▶ **Action item**:
The expected answer holds every line from the first line of the data below through the line containing "136L325 137L329 153L340", exactly as written, and no other line.

── Data

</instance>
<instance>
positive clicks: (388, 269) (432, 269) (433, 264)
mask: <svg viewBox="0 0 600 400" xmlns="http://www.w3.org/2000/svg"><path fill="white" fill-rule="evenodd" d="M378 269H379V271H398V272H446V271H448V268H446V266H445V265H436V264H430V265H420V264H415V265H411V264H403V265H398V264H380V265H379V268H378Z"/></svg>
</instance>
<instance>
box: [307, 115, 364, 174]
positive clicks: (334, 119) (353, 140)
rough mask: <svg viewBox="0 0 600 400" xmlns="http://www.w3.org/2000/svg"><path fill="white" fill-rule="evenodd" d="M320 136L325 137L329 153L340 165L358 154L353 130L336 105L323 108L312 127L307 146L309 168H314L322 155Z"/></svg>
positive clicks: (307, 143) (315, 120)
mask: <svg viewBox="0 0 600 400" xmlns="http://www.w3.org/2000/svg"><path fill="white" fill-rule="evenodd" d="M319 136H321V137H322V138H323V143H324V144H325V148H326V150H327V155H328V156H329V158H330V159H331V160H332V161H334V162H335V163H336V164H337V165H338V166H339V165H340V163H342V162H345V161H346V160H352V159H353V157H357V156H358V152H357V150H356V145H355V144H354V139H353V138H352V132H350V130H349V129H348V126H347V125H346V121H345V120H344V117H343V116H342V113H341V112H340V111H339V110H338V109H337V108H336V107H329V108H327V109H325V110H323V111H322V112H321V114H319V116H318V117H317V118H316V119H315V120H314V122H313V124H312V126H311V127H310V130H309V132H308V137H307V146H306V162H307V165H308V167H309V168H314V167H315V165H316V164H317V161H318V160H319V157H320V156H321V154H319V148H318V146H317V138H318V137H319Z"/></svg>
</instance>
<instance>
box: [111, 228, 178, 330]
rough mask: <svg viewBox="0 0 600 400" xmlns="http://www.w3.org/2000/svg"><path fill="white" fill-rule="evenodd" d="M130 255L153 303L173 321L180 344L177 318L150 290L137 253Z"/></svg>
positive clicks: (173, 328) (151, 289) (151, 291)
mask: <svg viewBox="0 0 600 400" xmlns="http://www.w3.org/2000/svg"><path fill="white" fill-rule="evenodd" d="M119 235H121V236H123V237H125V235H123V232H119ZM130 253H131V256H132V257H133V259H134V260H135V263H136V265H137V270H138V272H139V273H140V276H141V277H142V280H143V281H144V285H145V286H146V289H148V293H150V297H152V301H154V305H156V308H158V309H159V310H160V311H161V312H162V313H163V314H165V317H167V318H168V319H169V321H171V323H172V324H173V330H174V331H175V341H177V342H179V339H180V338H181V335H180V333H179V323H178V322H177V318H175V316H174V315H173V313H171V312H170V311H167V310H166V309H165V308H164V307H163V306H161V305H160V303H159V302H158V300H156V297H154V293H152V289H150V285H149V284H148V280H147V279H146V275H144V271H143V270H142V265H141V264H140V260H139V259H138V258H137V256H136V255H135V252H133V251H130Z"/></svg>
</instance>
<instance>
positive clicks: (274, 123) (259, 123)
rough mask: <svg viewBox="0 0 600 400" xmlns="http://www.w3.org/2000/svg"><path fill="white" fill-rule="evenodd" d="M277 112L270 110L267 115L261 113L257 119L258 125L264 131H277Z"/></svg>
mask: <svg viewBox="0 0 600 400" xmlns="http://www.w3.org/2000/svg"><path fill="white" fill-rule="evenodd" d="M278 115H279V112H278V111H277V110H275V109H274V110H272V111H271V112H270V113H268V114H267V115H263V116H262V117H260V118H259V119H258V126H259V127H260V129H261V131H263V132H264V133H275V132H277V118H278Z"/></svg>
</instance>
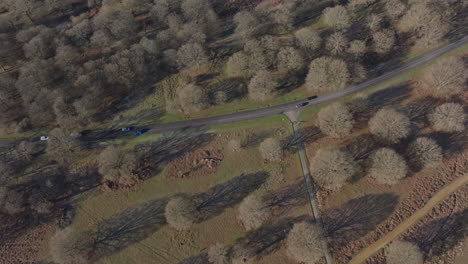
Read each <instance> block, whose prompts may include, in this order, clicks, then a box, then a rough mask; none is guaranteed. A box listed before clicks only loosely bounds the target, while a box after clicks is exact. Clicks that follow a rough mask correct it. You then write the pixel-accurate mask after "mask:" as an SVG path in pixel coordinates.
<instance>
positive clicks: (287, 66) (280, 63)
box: [278, 47, 304, 71]
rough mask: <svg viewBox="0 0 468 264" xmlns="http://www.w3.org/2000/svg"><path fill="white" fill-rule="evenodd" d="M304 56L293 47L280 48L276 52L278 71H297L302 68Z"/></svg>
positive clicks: (285, 47) (301, 53) (300, 52)
mask: <svg viewBox="0 0 468 264" xmlns="http://www.w3.org/2000/svg"><path fill="white" fill-rule="evenodd" d="M303 58H304V56H303V55H302V53H301V52H300V51H299V50H297V49H295V48H293V47H284V48H281V49H280V51H279V52H278V69H281V70H286V71H298V70H300V69H302V67H304V59H303Z"/></svg>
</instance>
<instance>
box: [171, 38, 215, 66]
mask: <svg viewBox="0 0 468 264" xmlns="http://www.w3.org/2000/svg"><path fill="white" fill-rule="evenodd" d="M177 63H178V64H179V65H180V67H193V66H196V67H199V66H201V65H203V64H206V63H208V56H207V55H206V52H205V49H204V48H203V47H202V46H201V45H200V44H198V43H188V44H185V45H183V46H182V47H180V48H179V50H177Z"/></svg>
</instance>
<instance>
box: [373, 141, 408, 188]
mask: <svg viewBox="0 0 468 264" xmlns="http://www.w3.org/2000/svg"><path fill="white" fill-rule="evenodd" d="M371 159H372V165H371V168H370V171H369V174H370V176H371V177H373V178H374V179H375V180H377V182H379V183H382V184H396V183H398V181H400V180H401V179H403V178H404V177H405V176H406V174H407V172H408V168H407V166H406V161H405V160H404V159H403V158H402V157H401V156H400V155H399V154H398V153H396V151H395V150H393V149H391V148H380V149H378V150H377V151H376V152H375V153H374V154H373V155H372V158H371Z"/></svg>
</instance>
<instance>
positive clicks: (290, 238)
mask: <svg viewBox="0 0 468 264" xmlns="http://www.w3.org/2000/svg"><path fill="white" fill-rule="evenodd" d="M323 241H324V238H323V235H322V232H321V230H320V227H319V226H317V225H314V224H311V223H309V222H301V223H296V224H294V226H293V228H292V229H291V231H289V234H288V236H287V238H286V246H287V251H288V254H289V255H290V256H291V257H292V258H293V259H294V260H296V261H298V262H301V263H305V264H315V263H317V262H318V261H319V260H320V259H321V258H322V257H323V249H322V247H321V244H322V243H323Z"/></svg>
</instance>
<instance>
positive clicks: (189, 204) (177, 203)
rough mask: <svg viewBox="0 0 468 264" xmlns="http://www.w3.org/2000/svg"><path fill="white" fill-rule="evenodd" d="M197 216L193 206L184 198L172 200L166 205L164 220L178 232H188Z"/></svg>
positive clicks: (194, 209) (170, 200)
mask: <svg viewBox="0 0 468 264" xmlns="http://www.w3.org/2000/svg"><path fill="white" fill-rule="evenodd" d="M197 215H198V211H197V209H196V206H195V204H194V203H193V201H192V200H190V198H188V197H186V196H177V197H174V198H172V199H171V200H170V201H169V202H168V203H167V205H166V209H165V216H166V220H167V222H168V223H169V225H171V226H172V227H173V228H175V229H176V230H179V231H183V230H188V229H189V228H190V227H191V226H192V224H193V223H194V222H195V220H196V218H197Z"/></svg>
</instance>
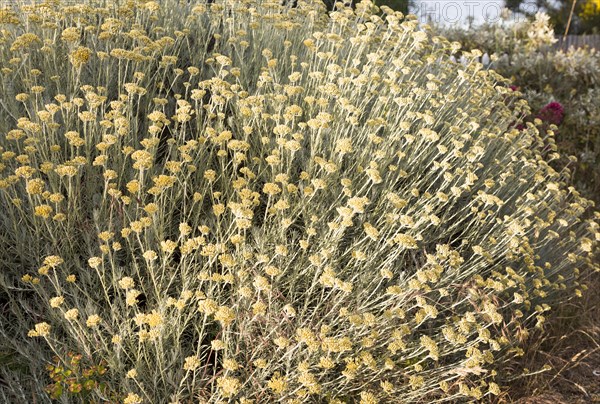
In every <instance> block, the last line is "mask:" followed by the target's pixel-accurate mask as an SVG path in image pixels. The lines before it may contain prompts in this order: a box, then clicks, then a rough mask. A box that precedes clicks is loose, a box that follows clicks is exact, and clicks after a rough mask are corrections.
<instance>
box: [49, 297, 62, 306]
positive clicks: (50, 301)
mask: <svg viewBox="0 0 600 404" xmlns="http://www.w3.org/2000/svg"><path fill="white" fill-rule="evenodd" d="M64 302H65V298H64V297H63V296H56V297H53V298H51V299H50V307H54V308H57V307H60V306H61V305H62V304H63V303H64Z"/></svg>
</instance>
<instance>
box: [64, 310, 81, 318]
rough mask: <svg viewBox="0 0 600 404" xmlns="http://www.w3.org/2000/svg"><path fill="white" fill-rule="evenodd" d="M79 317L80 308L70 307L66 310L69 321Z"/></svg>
mask: <svg viewBox="0 0 600 404" xmlns="http://www.w3.org/2000/svg"><path fill="white" fill-rule="evenodd" d="M77 317H79V310H77V309H70V310H67V311H65V319H67V321H75V320H77Z"/></svg>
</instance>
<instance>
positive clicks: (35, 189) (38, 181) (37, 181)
mask: <svg viewBox="0 0 600 404" xmlns="http://www.w3.org/2000/svg"><path fill="white" fill-rule="evenodd" d="M45 186H46V183H45V182H44V181H43V180H41V179H39V178H35V179H33V180H29V181H27V186H26V189H27V193H28V194H29V195H41V194H42V192H44V187H45Z"/></svg>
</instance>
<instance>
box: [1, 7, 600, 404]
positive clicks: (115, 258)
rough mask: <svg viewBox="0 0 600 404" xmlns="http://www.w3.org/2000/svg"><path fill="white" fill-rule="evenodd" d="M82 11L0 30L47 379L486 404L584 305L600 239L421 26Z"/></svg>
mask: <svg viewBox="0 0 600 404" xmlns="http://www.w3.org/2000/svg"><path fill="white" fill-rule="evenodd" d="M84 3H85V4H84V5H82V6H81V8H79V7H75V6H73V7H65V6H62V5H60V3H59V2H46V3H44V5H43V6H42V5H40V6H31V7H29V8H25V9H22V10H18V11H16V12H15V13H12V12H11V13H10V15H9V14H6V13H5V14H0V21H4V20H7V21H13V20H14V19H15V18H16V19H18V20H19V21H20V22H25V21H27V24H24V23H23V24H16V26H14V27H12V28H10V30H9V29H8V28H7V29H6V32H4V31H2V32H0V38H4V39H3V40H4V41H5V43H7V44H8V45H9V46H8V47H1V48H0V55H1V57H2V58H4V59H3V60H4V62H3V63H2V65H3V66H6V69H8V70H6V69H4V70H2V72H1V74H2V78H3V80H5V81H6V82H11V83H13V84H12V85H13V87H14V88H11V90H10V91H11V94H10V97H8V98H10V102H8V104H7V108H5V109H3V110H2V111H0V116H1V117H2V118H5V119H1V120H0V127H1V128H2V130H0V157H1V160H0V204H1V208H2V211H3V212H4V213H6V216H5V217H6V218H8V219H7V220H1V221H0V241H2V243H3V245H4V244H6V245H7V248H6V252H1V251H0V254H6V256H4V255H2V256H0V261H1V262H19V265H13V266H12V267H11V269H10V271H8V273H11V274H12V273H18V277H17V279H19V278H20V279H22V280H23V282H24V283H23V284H22V287H23V288H28V290H29V291H30V292H31V293H30V295H31V296H35V298H34V299H35V307H36V308H39V310H38V311H39V315H40V317H41V319H40V320H36V321H41V320H46V321H45V322H40V323H38V324H36V325H34V326H33V327H34V328H33V329H31V330H28V329H25V330H24V331H25V332H23V333H22V335H25V334H27V333H29V335H30V336H40V337H44V338H45V340H39V344H38V345H39V352H37V351H36V355H37V354H38V353H39V355H38V356H39V358H44V357H46V356H47V355H48V350H49V349H56V348H55V347H58V348H59V349H61V350H62V349H66V350H72V351H77V352H85V353H90V355H91V354H92V353H93V355H94V356H95V357H96V356H97V357H99V358H102V359H104V360H106V362H107V363H109V364H110V365H109V366H110V367H111V369H110V372H108V376H107V386H109V389H110V390H111V391H116V392H125V393H119V394H122V395H121V396H120V397H119V399H120V400H122V401H124V402H129V403H140V402H142V397H143V398H144V399H146V400H148V399H152V400H154V401H156V402H169V401H170V400H172V399H173V398H174V397H177V398H178V399H180V400H183V401H186V400H187V401H189V400H192V399H194V400H196V399H198V398H200V399H201V400H205V401H215V400H216V401H219V402H221V401H223V402H226V401H232V402H233V401H236V402H240V403H241V402H274V401H277V400H283V401H286V402H306V401H309V400H313V399H314V400H317V401H331V402H341V400H342V399H347V400H350V401H352V402H361V403H374V402H394V400H397V401H404V402H411V401H423V400H427V399H430V398H431V397H440V398H441V397H449V398H451V399H457V398H458V397H459V396H461V395H462V396H466V397H468V398H466V399H480V400H485V399H487V398H488V396H489V395H497V394H498V393H499V386H498V384H496V383H495V382H494V380H495V376H496V373H494V372H495V371H496V370H498V369H501V368H502V366H501V365H502V363H503V362H504V361H506V360H508V359H509V358H511V355H512V353H514V352H516V351H515V349H518V346H519V343H520V341H521V340H522V338H523V335H524V333H526V332H527V330H530V329H532V328H533V327H535V324H536V321H537V323H539V324H541V323H542V322H543V320H544V318H545V316H547V315H548V314H547V311H548V310H549V308H550V307H552V306H553V305H556V304H558V303H559V302H560V300H559V299H558V298H559V296H564V294H563V293H566V292H565V291H567V292H568V291H571V290H572V289H573V288H574V287H578V288H579V289H582V288H584V285H581V284H580V283H579V280H578V275H579V272H580V271H583V270H587V269H589V268H591V267H592V266H593V263H592V256H593V254H594V253H595V251H596V249H597V245H598V241H600V231H599V227H600V226H599V225H598V221H599V220H600V216H599V215H597V214H596V216H594V217H593V218H591V219H589V220H586V219H584V218H585V217H586V216H585V215H586V214H588V212H587V209H588V207H589V206H590V203H589V202H588V201H586V200H585V199H583V198H581V197H580V196H579V194H578V193H577V191H576V190H574V189H572V188H567V186H566V177H565V176H564V174H563V173H558V172H556V171H554V170H553V169H552V168H551V167H550V165H549V164H548V163H546V162H545V161H544V156H543V155H542V154H541V151H540V150H541V149H540V148H539V147H538V145H539V144H541V136H540V134H538V133H537V130H536V128H535V127H534V126H531V127H529V128H526V129H525V130H522V131H519V130H516V129H514V128H513V125H512V123H513V122H514V121H515V119H516V117H517V116H518V115H519V114H522V113H523V112H524V111H525V110H526V109H527V106H526V105H523V104H521V103H520V102H519V101H518V100H516V99H514V98H512V95H511V94H510V93H509V92H507V91H505V89H504V86H505V85H506V82H505V81H504V79H502V78H501V77H498V76H497V75H495V74H494V73H493V72H490V71H486V70H483V69H482V66H481V65H480V64H478V63H476V62H475V61H474V60H470V59H469V60H470V61H469V63H467V64H466V65H460V66H459V65H455V64H452V63H451V62H449V61H448V54H449V52H451V51H452V49H454V48H455V44H452V43H449V42H448V41H447V40H445V39H443V38H439V37H434V36H432V35H431V32H430V30H429V28H428V27H427V26H419V25H418V23H417V22H416V21H415V18H414V17H412V16H403V15H401V14H400V13H396V12H394V11H392V10H391V9H389V8H386V7H381V9H379V8H378V7H377V6H375V5H374V4H373V2H372V1H369V0H363V1H361V2H359V3H358V4H357V5H356V8H354V9H353V8H351V7H346V6H344V5H343V4H341V3H338V5H337V8H336V10H335V11H334V12H332V13H330V14H326V13H325V11H324V8H323V4H322V3H321V2H320V1H318V0H300V1H298V2H297V3H298V4H297V6H292V4H291V3H293V2H277V1H255V0H243V1H239V2H233V1H224V0H223V1H215V2H210V4H208V3H207V4H204V3H203V2H201V4H194V5H190V7H189V8H183V9H180V8H177V10H178V11H177V12H174V10H176V8H175V7H176V5H177V2H176V1H174V0H165V1H164V2H160V3H159V2H149V1H131V2H127V3H126V4H123V5H121V6H120V7H114V8H113V7H98V6H96V5H92V2H89V4H88V2H87V1H84ZM281 3H285V4H281ZM288 3H290V4H288ZM179 10H181V11H179ZM50 15H52V16H53V17H52V18H50V17H49V16H50ZM7 23H8V22H7ZM11 24H12V23H11ZM50 24H54V25H52V26H51V25H50ZM26 31H30V32H26ZM38 45H39V46H38ZM32 55H34V56H35V57H33V56H32ZM40 72H42V73H40ZM58 89H60V90H61V91H62V93H60V92H59V90H58ZM8 98H7V99H8ZM13 115H14V116H13ZM589 216H593V215H589ZM9 224H10V226H9ZM5 235H6V236H5ZM29 246H35V248H29ZM10 254H18V255H19V257H18V261H16V260H15V259H13V258H14V257H13V258H11V259H9V255H10ZM49 254H60V255H49ZM11 265H12V264H11ZM28 268H34V269H35V268H39V269H38V271H37V272H38V273H37V274H36V273H35V270H34V271H29V270H28ZM19 271H21V272H20V273H19ZM11 276H12V275H11ZM7 293H16V292H15V291H13V290H12V289H11V290H9V291H8V292H7ZM30 306H31V307H33V303H32V305H30ZM26 307H29V306H26ZM24 310H25V309H24ZM90 313H97V314H90ZM57 314H58V315H57ZM20 316H21V317H24V316H23V313H21V314H20ZM84 320H85V321H84ZM499 325H502V327H499ZM0 327H2V328H3V327H5V325H3V324H2V325H0ZM19 327H20V325H19ZM27 327H28V328H30V327H31V325H27ZM500 329H502V331H500ZM51 330H52V332H51ZM2 331H5V330H4V329H2ZM23 343H24V344H25V343H26V344H28V345H27V346H31V345H32V343H31V341H26V342H23ZM36 347H37V345H36ZM36 349H37V348H36ZM33 356H34V355H32V357H33ZM124 358H126V360H124ZM41 360H42V359H40V361H41ZM132 367H134V368H133V369H132ZM498 371H500V370H498ZM365 380H369V381H370V382H369V383H368V385H365ZM132 388H135V391H136V392H135V393H133V392H131V390H132ZM91 394H92V395H94V394H96V393H91ZM99 394H100V393H98V397H96V396H94V397H91V398H90V399H94V400H100V399H101V397H100V396H99ZM463 398H464V397H463ZM336 400H337V401H336Z"/></svg>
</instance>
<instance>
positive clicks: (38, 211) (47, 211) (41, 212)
mask: <svg viewBox="0 0 600 404" xmlns="http://www.w3.org/2000/svg"><path fill="white" fill-rule="evenodd" d="M52 212H53V209H52V206H50V205H39V206H36V207H35V208H34V212H33V214H34V215H35V216H39V217H42V218H44V219H47V218H48V217H50V215H51V214H52Z"/></svg>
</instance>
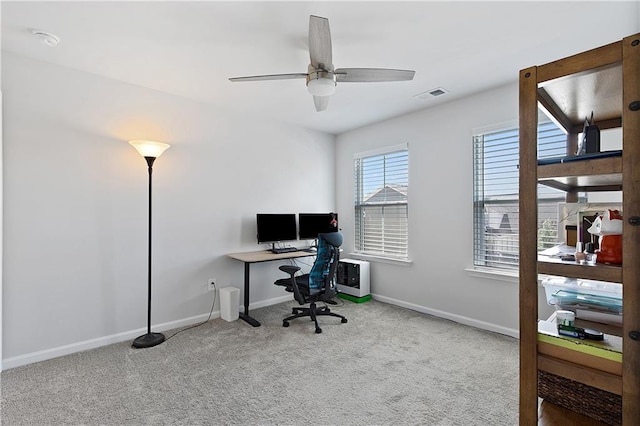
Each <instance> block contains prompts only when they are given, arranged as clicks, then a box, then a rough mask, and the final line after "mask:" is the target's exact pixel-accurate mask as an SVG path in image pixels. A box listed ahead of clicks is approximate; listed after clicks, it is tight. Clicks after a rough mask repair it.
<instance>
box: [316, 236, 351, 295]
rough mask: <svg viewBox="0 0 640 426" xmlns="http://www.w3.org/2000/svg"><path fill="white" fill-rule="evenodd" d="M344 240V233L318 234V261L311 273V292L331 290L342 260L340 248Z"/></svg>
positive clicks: (316, 263)
mask: <svg viewBox="0 0 640 426" xmlns="http://www.w3.org/2000/svg"><path fill="white" fill-rule="evenodd" d="M343 238H344V237H343V235H342V232H329V233H324V234H318V248H317V250H318V251H317V253H316V261H315V262H314V263H313V266H312V267H311V271H310V272H309V289H310V290H311V289H320V288H322V287H325V291H328V290H329V289H330V288H331V284H332V281H333V279H334V277H335V275H336V270H337V268H338V261H339V260H340V250H339V247H340V246H341V245H342V241H343Z"/></svg>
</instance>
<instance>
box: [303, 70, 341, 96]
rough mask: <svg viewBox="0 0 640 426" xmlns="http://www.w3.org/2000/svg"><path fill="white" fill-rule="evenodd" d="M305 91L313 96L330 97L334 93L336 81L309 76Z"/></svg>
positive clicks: (329, 79) (321, 77)
mask: <svg viewBox="0 0 640 426" xmlns="http://www.w3.org/2000/svg"><path fill="white" fill-rule="evenodd" d="M307 90H308V91H309V93H311V94H312V95H313V96H330V95H333V94H334V93H335V91H336V81H335V80H334V79H333V78H331V77H320V76H319V75H316V76H315V77H314V76H309V79H308V80H307Z"/></svg>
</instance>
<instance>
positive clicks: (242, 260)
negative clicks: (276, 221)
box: [227, 250, 316, 263]
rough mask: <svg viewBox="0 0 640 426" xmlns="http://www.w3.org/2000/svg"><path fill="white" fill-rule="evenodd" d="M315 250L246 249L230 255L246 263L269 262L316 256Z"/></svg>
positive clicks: (230, 255) (234, 257) (232, 256)
mask: <svg viewBox="0 0 640 426" xmlns="http://www.w3.org/2000/svg"><path fill="white" fill-rule="evenodd" d="M315 255H316V253H315V252H308V251H300V250H299V251H291V252H288V253H272V252H271V251H270V250H260V251H245V252H241V253H229V254H227V256H228V257H230V258H232V259H235V260H239V261H241V262H245V263H258V262H269V261H272V260H281V259H293V258H296V257H308V256H315Z"/></svg>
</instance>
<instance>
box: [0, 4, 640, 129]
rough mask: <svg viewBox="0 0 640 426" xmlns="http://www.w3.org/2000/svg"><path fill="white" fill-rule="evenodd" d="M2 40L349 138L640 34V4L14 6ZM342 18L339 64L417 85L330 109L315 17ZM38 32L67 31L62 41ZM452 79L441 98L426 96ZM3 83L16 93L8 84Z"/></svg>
mask: <svg viewBox="0 0 640 426" xmlns="http://www.w3.org/2000/svg"><path fill="white" fill-rule="evenodd" d="M0 7H1V9H0V12H1V14H2V49H3V51H7V52H12V53H15V54H19V55H23V56H27V57H30V58H33V59H36V60H40V61H46V62H50V63H54V64H57V65H61V66H65V67H70V68H74V69H78V70H82V71H86V72H89V73H93V74H98V75H101V76H105V77H108V78H112V79H116V80H121V81H124V82H128V83H132V84H136V85H140V86H144V87H148V88H151V89H155V90H159V91H162V92H166V93H171V94H174V95H178V96H182V97H186V98H190V99H193V100H197V101H200V102H206V103H210V104H214V105H216V106H219V107H224V108H228V109H230V110H234V111H235V112H240V113H242V114H245V115H247V116H252V115H258V116H261V117H265V118H270V119H276V120H281V121H284V122H288V123H295V124H298V125H302V126H305V127H308V128H313V129H317V130H321V131H325V132H329V133H334V134H337V133H341V132H344V131H347V130H350V129H353V128H357V127H360V126H363V125H366V124H369V123H372V122H375V121H380V120H383V119H386V118H389V117H393V116H396V115H400V114H403V113H407V112H409V111H414V110H418V109H423V108H428V107H432V106H434V105H437V104H438V103H442V102H447V101H450V100H452V99H455V98H459V97H463V96H467V95H469V94H472V93H476V92H480V91H483V90H487V89H490V88H492V87H496V86H499V85H502V84H505V83H509V82H515V81H516V80H517V78H518V71H519V70H520V69H522V68H526V67H529V66H531V65H536V64H543V63H546V62H549V61H552V60H555V59H557V58H561V57H564V56H568V55H571V54H574V53H578V52H580V51H583V50H587V49H591V48H594V47H597V46H600V45H603V44H607V43H611V42H613V41H616V40H619V39H620V38H622V37H624V36H627V35H630V34H633V33H636V32H639V31H640V2H639V1H637V0H636V1H623V2H611V1H601V2H592V1H586V2H577V1H569V2H557V1H552V2H508V1H502V2H480V1H472V2H459V1H449V2H433V1H422V2H420V1H413V2H398V1H387V2H383V1H374V2H364V1H355V2H337V1H333V2H317V1H303V2H270V1H262V2H246V1H240V2H220V1H195V2H186V1H178V2H152V1H138V2H121V1H111V2H95V1H86V2H77V1H74V2H68V1H62V2H51V1H48V2H25V1H21V2H10V1H4V0H3V1H2V3H1V5H0ZM311 14H314V15H319V16H324V17H327V18H328V19H329V23H330V26H331V35H332V41H333V62H334V65H335V66H336V68H338V67H342V68H346V67H379V68H400V69H413V70H415V71H416V76H415V78H414V80H413V81H409V82H392V83H342V84H338V87H337V90H336V93H335V94H334V95H333V96H332V98H331V100H330V102H329V108H328V110H326V111H323V112H316V111H315V109H314V106H313V99H312V97H311V95H309V94H308V93H307V91H306V87H305V81H304V80H303V79H302V80H280V81H261V82H241V83H237V82H236V83H232V82H230V81H229V80H228V78H229V77H235V76H244V75H260V74H277V73H296V72H306V71H307V65H308V63H309V54H308V50H307V32H308V25H309V15H311ZM31 28H35V29H39V30H44V31H47V32H50V33H53V34H55V35H57V36H58V37H59V38H60V40H61V41H60V44H59V45H58V46H57V47H55V48H50V47H48V46H45V45H44V44H42V43H40V42H38V41H37V40H36V39H35V38H34V37H33V36H32V35H31V33H30V30H29V29H31ZM437 87H442V88H444V89H446V90H448V91H449V94H447V95H445V96H441V97H439V98H432V99H430V100H427V101H419V100H417V99H415V98H414V95H417V94H419V93H422V92H425V91H427V90H430V89H434V88H437ZM3 90H6V88H5V87H3Z"/></svg>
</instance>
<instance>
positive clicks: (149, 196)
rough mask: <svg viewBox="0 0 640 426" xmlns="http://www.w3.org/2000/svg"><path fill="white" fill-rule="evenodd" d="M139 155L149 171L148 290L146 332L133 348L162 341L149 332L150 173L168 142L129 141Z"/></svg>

────

▶ **Exercise answer**:
</instance>
<instance>
positive clicks: (388, 269) (432, 269) (433, 264)
mask: <svg viewBox="0 0 600 400" xmlns="http://www.w3.org/2000/svg"><path fill="white" fill-rule="evenodd" d="M378 269H379V271H398V272H446V271H448V268H446V266H445V265H436V264H430V265H420V264H415V265H411V264H403V265H398V264H380V265H379V268H378Z"/></svg>
</instance>
<instance>
box: [307, 115, 364, 174]
positive clicks: (334, 119) (353, 140)
rough mask: <svg viewBox="0 0 600 400" xmlns="http://www.w3.org/2000/svg"><path fill="white" fill-rule="evenodd" d="M320 136L325 137L329 153L340 165L358 154L353 130L336 105L323 108L312 127L307 146L309 168H314L322 155Z"/></svg>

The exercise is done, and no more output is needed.